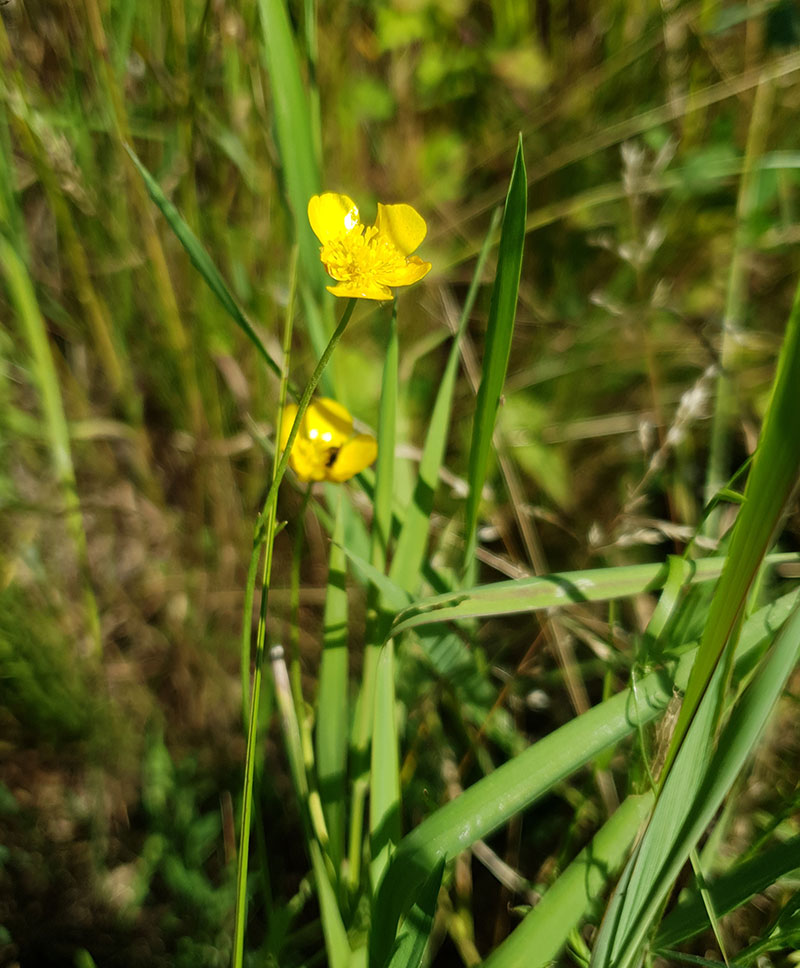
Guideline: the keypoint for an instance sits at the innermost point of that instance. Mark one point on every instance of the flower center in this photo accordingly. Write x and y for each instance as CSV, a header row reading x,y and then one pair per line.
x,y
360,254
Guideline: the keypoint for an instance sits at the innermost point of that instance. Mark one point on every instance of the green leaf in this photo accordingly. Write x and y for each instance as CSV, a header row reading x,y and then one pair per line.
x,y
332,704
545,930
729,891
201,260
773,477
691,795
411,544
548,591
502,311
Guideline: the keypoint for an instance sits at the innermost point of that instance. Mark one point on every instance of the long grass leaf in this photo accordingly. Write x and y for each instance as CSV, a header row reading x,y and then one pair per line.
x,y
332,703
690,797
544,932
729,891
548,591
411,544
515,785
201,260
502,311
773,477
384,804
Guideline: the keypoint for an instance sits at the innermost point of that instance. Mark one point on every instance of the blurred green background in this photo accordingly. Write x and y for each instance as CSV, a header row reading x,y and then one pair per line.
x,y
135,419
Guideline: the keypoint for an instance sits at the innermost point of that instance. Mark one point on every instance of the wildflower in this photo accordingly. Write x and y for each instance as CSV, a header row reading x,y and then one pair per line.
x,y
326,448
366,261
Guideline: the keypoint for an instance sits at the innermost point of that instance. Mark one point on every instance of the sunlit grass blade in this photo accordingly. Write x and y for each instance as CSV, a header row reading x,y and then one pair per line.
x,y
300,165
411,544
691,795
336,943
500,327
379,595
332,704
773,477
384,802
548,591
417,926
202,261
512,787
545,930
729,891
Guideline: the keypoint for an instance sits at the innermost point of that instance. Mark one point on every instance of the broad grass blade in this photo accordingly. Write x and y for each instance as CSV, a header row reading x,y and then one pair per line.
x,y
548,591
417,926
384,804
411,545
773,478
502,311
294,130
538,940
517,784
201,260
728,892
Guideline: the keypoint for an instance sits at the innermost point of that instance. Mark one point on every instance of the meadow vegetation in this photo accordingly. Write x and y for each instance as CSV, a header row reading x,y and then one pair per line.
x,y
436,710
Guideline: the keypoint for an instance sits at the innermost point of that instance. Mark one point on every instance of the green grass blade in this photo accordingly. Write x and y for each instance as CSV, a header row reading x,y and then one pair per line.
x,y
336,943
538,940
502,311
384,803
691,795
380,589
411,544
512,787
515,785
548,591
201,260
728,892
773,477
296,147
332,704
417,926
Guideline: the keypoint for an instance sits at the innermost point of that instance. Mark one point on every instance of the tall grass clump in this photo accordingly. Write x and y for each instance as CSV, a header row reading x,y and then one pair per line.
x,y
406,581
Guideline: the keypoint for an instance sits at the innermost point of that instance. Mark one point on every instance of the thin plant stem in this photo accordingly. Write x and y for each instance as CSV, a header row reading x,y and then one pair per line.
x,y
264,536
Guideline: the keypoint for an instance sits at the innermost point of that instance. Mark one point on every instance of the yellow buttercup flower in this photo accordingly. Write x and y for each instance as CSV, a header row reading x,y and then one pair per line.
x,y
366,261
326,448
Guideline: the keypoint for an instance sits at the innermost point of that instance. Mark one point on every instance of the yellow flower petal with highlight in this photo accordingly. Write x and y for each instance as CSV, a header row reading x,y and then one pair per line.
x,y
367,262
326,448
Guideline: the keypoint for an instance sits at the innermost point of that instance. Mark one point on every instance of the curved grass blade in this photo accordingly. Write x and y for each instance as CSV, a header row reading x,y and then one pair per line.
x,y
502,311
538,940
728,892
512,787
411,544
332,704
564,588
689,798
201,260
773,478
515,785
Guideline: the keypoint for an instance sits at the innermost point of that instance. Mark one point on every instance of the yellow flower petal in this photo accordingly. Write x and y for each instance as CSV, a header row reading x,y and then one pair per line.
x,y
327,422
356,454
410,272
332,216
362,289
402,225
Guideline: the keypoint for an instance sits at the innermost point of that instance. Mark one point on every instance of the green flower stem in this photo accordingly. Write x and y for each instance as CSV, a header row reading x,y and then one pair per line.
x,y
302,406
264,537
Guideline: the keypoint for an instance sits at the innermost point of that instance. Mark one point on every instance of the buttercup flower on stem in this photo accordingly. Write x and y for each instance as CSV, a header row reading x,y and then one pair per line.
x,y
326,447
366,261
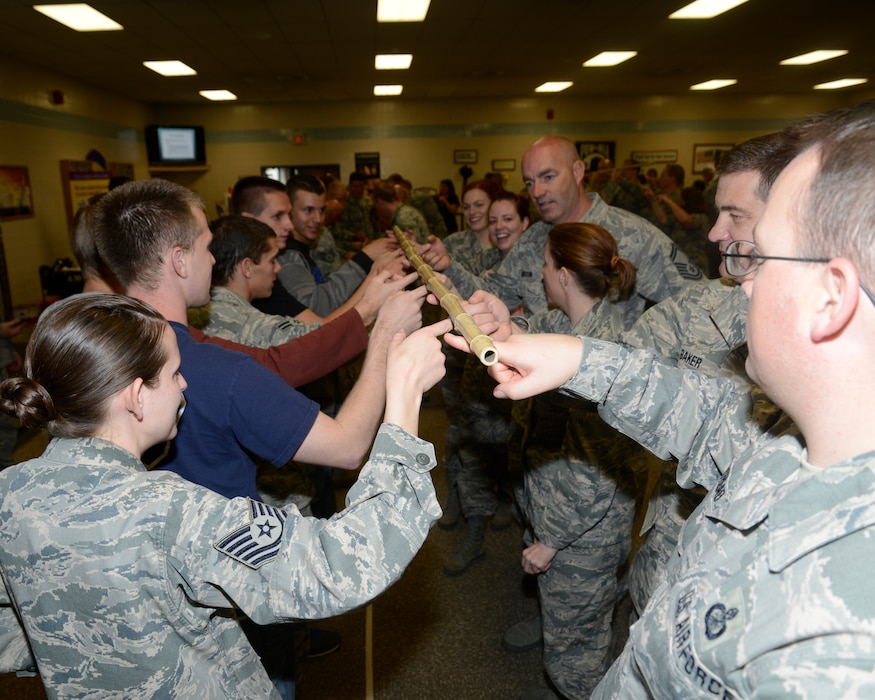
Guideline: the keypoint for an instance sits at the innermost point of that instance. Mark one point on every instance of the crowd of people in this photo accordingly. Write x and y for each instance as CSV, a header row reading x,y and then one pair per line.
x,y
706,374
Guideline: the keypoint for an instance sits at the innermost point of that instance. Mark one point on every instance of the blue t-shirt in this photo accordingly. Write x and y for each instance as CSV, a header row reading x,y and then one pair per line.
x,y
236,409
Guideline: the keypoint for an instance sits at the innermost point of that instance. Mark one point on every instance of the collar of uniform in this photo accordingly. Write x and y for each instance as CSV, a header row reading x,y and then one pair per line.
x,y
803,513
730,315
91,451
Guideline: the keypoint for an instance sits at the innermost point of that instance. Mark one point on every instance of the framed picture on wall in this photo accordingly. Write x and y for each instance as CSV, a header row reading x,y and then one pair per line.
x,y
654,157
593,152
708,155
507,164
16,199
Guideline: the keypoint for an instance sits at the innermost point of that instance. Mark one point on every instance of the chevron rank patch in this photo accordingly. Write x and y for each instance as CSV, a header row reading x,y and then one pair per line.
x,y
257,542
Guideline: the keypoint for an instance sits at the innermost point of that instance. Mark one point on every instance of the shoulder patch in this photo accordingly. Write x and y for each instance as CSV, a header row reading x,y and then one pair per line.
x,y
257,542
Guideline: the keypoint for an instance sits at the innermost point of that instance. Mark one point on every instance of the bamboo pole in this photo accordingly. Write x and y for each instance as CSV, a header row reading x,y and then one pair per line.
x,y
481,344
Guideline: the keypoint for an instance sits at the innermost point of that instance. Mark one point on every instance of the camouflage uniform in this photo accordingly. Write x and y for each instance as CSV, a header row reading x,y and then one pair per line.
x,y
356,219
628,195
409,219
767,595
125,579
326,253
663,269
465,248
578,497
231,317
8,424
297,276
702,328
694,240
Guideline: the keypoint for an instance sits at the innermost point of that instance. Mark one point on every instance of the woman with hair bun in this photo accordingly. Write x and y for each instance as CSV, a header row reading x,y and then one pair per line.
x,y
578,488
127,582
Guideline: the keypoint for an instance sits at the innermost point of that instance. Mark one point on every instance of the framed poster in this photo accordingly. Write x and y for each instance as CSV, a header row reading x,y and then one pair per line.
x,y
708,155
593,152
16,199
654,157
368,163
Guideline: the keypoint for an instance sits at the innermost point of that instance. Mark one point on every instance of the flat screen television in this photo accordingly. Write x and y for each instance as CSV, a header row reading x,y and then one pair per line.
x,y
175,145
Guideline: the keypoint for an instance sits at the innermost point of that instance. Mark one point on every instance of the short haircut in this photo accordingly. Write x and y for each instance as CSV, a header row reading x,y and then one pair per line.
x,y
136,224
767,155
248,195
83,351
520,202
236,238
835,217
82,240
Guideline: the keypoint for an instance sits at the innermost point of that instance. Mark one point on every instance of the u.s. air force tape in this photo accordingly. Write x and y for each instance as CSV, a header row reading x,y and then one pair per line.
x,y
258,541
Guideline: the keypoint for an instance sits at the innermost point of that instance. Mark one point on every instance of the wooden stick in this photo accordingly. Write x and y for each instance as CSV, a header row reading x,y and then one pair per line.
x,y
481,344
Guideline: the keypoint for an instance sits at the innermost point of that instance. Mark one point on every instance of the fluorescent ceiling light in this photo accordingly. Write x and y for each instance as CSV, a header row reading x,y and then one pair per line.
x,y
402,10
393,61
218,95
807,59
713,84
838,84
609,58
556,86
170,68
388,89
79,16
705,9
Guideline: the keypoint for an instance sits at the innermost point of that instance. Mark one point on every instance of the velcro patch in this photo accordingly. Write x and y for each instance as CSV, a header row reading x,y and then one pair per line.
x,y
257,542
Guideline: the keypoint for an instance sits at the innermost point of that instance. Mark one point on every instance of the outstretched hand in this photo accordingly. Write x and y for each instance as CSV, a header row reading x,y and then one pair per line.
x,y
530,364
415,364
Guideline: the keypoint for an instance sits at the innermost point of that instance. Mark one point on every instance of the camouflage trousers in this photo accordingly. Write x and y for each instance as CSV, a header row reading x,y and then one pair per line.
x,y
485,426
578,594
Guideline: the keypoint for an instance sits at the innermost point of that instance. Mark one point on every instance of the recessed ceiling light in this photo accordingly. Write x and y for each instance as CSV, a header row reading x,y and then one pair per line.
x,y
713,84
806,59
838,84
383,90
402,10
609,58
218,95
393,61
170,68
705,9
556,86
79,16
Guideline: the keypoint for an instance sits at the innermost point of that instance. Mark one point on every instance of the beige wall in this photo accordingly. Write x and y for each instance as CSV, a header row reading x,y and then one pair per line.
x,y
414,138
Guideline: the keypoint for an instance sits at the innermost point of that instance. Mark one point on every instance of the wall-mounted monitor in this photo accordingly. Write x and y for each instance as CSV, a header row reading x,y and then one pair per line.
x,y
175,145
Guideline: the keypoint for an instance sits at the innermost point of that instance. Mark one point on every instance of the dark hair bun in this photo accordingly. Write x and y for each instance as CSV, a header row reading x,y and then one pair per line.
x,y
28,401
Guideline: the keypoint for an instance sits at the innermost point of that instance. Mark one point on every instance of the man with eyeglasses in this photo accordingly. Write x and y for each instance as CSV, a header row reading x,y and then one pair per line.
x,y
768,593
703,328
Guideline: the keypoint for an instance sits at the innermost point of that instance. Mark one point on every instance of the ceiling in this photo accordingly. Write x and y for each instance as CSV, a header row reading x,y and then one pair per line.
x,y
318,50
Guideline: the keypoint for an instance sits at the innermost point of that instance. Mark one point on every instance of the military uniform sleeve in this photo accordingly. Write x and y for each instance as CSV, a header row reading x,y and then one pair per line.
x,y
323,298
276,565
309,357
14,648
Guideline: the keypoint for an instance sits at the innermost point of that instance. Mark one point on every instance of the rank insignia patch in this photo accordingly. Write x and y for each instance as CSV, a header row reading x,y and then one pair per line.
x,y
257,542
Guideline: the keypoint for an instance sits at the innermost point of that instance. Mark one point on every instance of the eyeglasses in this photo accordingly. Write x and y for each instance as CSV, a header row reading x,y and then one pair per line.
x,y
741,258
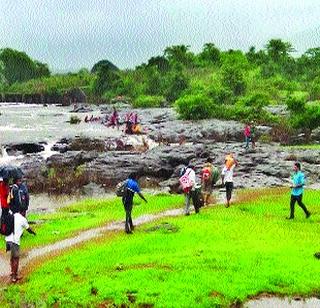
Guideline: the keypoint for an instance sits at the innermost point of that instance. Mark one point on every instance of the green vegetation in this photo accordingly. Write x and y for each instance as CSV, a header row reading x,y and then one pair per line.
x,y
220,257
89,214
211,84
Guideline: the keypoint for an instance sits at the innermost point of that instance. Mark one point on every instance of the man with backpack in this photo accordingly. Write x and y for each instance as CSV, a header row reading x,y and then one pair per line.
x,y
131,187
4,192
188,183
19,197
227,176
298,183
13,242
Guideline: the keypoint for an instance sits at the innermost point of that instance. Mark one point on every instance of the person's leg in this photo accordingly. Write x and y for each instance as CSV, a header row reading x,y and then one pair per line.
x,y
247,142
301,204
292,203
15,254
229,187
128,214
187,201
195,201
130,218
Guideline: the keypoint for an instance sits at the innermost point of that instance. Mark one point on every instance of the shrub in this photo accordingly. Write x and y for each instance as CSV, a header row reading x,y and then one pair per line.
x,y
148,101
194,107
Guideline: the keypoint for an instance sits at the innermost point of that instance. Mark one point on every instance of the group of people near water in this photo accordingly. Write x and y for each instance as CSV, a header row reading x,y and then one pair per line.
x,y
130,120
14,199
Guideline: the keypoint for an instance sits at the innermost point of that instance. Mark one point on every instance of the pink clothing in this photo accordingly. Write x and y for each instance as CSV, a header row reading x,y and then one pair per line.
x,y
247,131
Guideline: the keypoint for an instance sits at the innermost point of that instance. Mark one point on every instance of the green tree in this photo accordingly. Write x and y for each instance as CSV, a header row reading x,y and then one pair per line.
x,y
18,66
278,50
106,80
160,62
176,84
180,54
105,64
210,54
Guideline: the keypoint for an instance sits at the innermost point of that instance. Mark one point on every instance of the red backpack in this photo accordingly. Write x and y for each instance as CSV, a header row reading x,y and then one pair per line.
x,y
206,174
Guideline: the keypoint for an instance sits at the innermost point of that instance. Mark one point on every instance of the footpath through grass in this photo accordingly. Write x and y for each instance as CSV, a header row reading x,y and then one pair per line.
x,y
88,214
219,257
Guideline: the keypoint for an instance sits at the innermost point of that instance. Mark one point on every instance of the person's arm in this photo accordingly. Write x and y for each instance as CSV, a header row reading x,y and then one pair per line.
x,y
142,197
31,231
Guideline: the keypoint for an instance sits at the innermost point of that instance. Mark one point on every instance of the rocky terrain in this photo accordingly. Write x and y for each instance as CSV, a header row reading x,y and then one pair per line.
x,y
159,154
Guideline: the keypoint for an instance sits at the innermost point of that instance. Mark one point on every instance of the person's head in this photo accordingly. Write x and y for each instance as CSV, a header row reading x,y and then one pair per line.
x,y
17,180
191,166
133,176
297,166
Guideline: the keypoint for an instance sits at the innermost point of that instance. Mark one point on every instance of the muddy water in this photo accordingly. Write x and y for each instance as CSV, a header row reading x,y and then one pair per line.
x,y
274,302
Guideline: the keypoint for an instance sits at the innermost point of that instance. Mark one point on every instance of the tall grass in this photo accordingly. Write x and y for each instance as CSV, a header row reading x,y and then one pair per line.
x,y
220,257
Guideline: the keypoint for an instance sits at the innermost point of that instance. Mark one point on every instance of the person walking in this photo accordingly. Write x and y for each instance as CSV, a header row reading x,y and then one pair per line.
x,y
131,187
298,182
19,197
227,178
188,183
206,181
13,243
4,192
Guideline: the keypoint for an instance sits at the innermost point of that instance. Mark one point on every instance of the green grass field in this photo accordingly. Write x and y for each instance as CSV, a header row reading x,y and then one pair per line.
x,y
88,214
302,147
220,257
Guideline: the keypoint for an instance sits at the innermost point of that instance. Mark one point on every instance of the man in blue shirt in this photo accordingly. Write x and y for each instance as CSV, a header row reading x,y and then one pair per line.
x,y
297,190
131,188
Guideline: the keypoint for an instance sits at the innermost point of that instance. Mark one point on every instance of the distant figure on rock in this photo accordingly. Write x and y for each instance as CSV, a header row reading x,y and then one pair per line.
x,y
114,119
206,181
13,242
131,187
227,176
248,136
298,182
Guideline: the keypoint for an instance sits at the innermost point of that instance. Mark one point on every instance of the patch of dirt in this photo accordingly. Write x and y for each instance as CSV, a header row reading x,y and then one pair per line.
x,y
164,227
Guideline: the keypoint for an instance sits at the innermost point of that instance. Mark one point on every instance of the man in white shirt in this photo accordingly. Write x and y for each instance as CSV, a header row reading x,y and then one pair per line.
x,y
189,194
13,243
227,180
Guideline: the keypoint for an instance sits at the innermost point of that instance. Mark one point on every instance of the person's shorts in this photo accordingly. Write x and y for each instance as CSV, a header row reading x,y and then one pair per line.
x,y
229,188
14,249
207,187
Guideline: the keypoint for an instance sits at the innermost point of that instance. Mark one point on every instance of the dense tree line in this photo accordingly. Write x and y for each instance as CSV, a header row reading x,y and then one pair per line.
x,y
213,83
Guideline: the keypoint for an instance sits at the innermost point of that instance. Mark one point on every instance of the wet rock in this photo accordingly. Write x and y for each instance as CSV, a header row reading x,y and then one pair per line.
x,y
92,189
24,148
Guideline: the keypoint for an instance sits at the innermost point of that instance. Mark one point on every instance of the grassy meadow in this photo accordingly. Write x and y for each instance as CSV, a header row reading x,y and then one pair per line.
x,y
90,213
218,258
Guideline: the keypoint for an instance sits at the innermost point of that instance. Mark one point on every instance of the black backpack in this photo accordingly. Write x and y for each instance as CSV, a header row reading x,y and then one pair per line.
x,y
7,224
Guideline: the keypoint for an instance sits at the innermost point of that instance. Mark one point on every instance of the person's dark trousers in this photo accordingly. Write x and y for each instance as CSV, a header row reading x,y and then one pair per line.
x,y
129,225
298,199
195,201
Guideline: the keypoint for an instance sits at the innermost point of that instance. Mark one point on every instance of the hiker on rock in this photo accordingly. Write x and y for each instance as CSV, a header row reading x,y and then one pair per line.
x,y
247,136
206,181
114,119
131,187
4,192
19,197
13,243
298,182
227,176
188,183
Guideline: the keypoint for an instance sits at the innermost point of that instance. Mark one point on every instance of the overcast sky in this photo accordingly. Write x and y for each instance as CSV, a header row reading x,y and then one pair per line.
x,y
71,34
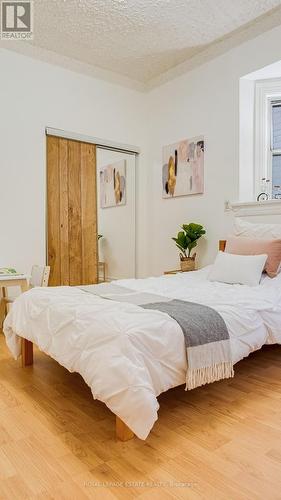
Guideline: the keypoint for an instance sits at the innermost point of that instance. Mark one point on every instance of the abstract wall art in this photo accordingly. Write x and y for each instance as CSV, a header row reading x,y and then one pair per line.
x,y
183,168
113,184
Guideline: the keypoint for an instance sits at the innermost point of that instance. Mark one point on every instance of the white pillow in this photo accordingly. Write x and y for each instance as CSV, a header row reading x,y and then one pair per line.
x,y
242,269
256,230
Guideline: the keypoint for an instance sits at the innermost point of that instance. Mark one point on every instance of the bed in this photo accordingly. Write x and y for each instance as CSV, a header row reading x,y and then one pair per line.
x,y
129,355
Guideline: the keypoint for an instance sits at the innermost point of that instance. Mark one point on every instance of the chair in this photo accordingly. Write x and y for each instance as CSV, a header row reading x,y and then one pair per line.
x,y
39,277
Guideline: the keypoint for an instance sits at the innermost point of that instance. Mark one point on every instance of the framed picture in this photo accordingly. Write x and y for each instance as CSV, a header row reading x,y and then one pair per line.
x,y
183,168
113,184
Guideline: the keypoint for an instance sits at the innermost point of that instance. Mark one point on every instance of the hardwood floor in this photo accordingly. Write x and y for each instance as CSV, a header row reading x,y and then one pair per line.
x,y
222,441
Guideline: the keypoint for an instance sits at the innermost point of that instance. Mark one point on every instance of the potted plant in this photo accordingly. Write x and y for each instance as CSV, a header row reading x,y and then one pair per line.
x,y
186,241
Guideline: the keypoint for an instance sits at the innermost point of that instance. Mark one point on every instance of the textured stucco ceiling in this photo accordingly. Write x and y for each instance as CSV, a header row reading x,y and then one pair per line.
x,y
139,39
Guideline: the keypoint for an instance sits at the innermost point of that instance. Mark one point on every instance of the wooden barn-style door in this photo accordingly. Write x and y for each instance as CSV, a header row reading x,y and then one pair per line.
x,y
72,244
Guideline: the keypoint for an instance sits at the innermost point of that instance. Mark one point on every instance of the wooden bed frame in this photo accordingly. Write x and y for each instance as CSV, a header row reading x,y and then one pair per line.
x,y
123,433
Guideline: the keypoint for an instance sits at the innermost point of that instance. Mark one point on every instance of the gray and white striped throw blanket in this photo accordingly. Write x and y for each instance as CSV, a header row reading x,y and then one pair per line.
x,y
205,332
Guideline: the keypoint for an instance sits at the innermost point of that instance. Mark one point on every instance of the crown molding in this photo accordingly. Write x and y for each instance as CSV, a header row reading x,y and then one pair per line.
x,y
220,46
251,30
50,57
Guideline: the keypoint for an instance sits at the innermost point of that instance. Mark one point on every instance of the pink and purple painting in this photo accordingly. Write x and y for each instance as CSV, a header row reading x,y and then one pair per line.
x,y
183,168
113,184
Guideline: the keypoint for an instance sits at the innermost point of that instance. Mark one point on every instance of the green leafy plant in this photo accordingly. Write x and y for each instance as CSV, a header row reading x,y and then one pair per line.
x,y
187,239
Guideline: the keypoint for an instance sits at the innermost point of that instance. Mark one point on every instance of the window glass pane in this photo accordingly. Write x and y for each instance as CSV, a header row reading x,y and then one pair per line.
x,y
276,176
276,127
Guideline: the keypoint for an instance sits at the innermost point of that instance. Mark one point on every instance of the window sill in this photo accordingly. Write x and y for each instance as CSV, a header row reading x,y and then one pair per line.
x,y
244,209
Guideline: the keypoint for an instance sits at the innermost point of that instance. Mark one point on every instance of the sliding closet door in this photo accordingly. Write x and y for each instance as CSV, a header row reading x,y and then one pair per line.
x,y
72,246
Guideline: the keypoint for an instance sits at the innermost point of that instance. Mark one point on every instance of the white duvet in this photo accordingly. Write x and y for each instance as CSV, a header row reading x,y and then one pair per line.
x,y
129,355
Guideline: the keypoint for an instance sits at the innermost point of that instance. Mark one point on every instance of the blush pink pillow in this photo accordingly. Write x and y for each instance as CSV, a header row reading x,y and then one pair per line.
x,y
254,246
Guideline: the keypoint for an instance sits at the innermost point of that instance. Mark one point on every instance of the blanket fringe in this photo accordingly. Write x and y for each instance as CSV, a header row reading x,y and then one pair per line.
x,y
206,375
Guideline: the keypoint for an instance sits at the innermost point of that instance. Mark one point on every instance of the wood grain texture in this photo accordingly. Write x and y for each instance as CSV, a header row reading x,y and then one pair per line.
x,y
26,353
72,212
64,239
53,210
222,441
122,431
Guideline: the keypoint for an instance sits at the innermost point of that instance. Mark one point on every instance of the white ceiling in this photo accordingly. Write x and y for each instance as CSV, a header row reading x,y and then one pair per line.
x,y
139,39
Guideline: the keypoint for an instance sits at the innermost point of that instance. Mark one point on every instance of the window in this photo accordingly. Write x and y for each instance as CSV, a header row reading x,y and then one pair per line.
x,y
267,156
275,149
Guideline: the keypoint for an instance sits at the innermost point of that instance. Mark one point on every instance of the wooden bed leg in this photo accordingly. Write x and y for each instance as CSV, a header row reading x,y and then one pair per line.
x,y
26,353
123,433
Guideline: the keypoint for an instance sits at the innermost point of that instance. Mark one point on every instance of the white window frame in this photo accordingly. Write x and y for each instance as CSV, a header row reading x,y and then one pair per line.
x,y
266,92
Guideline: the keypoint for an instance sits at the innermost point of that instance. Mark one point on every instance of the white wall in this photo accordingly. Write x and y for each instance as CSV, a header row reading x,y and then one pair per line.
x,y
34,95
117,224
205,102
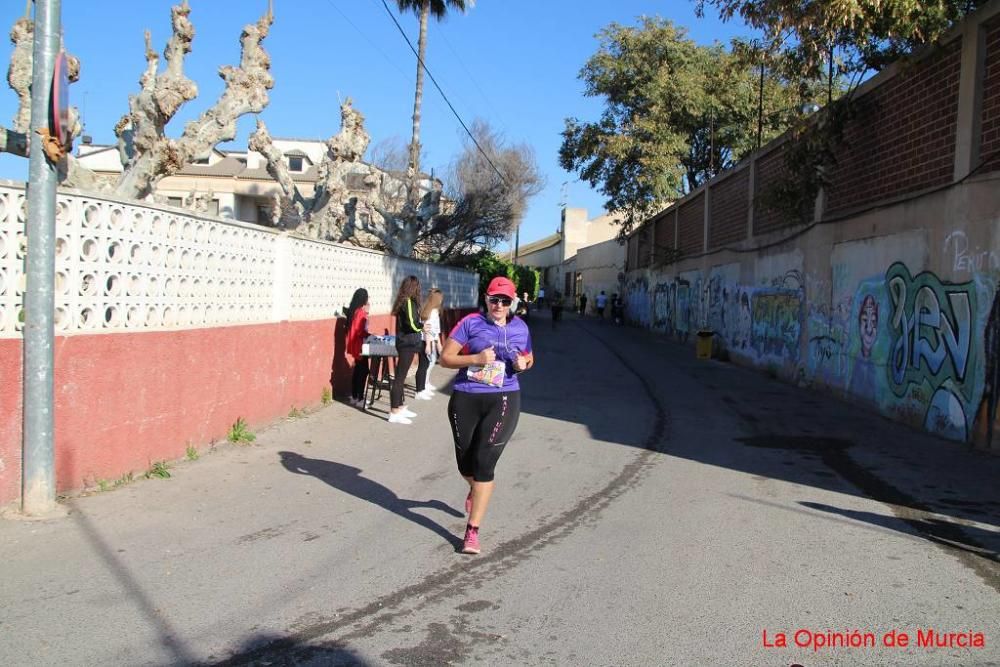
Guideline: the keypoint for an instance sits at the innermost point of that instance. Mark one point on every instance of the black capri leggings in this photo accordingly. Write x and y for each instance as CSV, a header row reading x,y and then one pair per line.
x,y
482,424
+ + +
_WORK TO BE COMPLETED_:
Output only the lines that run from the one containing "the black capri" through the last line of the material above, both included.

_TASK RESPONSE_:
Guideline: the keypoint for an instance sits at the innermost point of that instance. Mark one point on every instance of the black capri leggings in this photo accordingly. Write x and y for each instance as CSV, a header row reading x,y and then one pair per line.
x,y
482,424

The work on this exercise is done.